Decide whether each statement agrees with the topic modeling notebook, and back each yes or no with the decisive words quoted from it. 1. The notebook uses Scikit-LEARN for its topic models. 2. The example dataset comes from a subreddit that is still open. 3. Submissions and comments are kept in a single file.

#### Article:
--------------------------------------------------
<div style="display: block; width: 100%; height: 120px;">

<p style="float: left;">
    <span style="font-weight: bold; line-height: 24px; font-size: 16px;">
        DIGHUM160 - Critical Digital Humanities
        <br />
        Digital Hermeneutics 2019
    </span>
    <br >
    <span style="line-height: 22x; font-size: 14x; margin-top: 10px;">
        Week 3-3: Topic modeling <br />
        Created by Tom van Nuenen (tom.van_nuenen@kcl.ac.uk)
    </span>
</p>


# Topic modeling

Topic modeling is a type of statistical modeling for the discovery of abstract "topics" that occur in a collection of documents. It is frequently used in NLP to aid the discovery of hidden semantic structures in a collection of texts.

By the end of this notebook, you should:

* have practiced with creating and visualising topic models using Scikit-LEARN;
* have practiced with close reading top documents associated with topics of interest.

There are lots of Python packages for topic modeling. We will use Scikit-LEARN. 
If you have access to your Reddit dataset, feel free to use that instead.

The example dataset once again comes from the banned subreddit "The Red Pill".


## Importing libraries

In [None]:
from sklearn.feature_extraction.text import TfidfVectorizer, CountVectorizer
from sklearn.decomposition import LatentDirichletAllocation
from sklearn.feature_extraction import text
import re
import pandas as pd
import numpy as np
from more_itertools import chunked
import nltk
nltk.download('punkt')
nltk.download('wordnet')
nltk.download('stopwords')
nltk.download('averaged_perceptron_tagger')
from nltk import word_tokenize
from nltk.corpus import brown
!pip install pyLDAvis
import pyLDAvis.sklearn 
%matplotlib inline
from matplotlib import pyplot as plt
plt.rcParams['figure.figsize'] = [10, 5]

## Importing data

Our (abridged) DataFrame includes 10,000 posts and 10,000 comments, sorted by the highest score. We have two files: one for the submissions, and one for the comments.

In [None]:
from pydrive.auth import GoogleAuth
from pydrive.drive import GoogleDrive
from google.colab import auth
from oauth2client.client import GoogleCredentials

auth.authenticate_user()
gauth = GoogleAuth()
gauth.credentials = GoogleCredentials.get_application_default()
--------------------------------------------------
#### Dataset records:

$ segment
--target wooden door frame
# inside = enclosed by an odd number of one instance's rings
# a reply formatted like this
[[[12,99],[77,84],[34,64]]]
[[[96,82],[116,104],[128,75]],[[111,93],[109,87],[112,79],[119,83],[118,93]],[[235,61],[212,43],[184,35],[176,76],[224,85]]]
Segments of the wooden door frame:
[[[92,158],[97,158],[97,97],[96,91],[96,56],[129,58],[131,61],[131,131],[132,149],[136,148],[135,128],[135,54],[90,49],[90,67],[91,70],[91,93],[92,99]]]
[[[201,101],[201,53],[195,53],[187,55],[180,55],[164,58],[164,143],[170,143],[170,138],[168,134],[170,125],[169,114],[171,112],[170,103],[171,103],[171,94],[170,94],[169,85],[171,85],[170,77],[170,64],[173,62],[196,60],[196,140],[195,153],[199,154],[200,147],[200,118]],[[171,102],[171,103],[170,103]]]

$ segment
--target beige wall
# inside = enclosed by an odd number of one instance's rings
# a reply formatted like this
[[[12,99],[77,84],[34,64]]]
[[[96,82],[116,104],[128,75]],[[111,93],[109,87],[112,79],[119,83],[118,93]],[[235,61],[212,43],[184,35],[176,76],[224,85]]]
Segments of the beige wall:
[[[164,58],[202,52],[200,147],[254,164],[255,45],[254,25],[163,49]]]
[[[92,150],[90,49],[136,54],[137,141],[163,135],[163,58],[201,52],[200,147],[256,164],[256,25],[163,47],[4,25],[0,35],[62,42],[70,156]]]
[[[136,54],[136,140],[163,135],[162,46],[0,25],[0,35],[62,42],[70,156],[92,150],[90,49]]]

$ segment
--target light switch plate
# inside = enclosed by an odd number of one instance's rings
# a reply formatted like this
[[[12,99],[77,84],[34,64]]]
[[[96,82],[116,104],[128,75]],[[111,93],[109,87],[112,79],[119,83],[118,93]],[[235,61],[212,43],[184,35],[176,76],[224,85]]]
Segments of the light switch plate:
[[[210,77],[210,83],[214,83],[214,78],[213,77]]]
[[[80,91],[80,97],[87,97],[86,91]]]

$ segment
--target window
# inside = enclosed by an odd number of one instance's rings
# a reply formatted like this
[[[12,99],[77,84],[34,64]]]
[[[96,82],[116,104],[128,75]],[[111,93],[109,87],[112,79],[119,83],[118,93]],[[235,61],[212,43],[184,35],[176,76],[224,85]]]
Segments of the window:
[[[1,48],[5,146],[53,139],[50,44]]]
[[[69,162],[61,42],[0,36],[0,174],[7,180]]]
--------------------------------------------------
#### Exercise result:
1. Yes: "We will use Scikit-LEARN."
2. No: "the banned subreddit "The Red Pill""
3. No: "We have two files: one for the submissions, and one for the comments."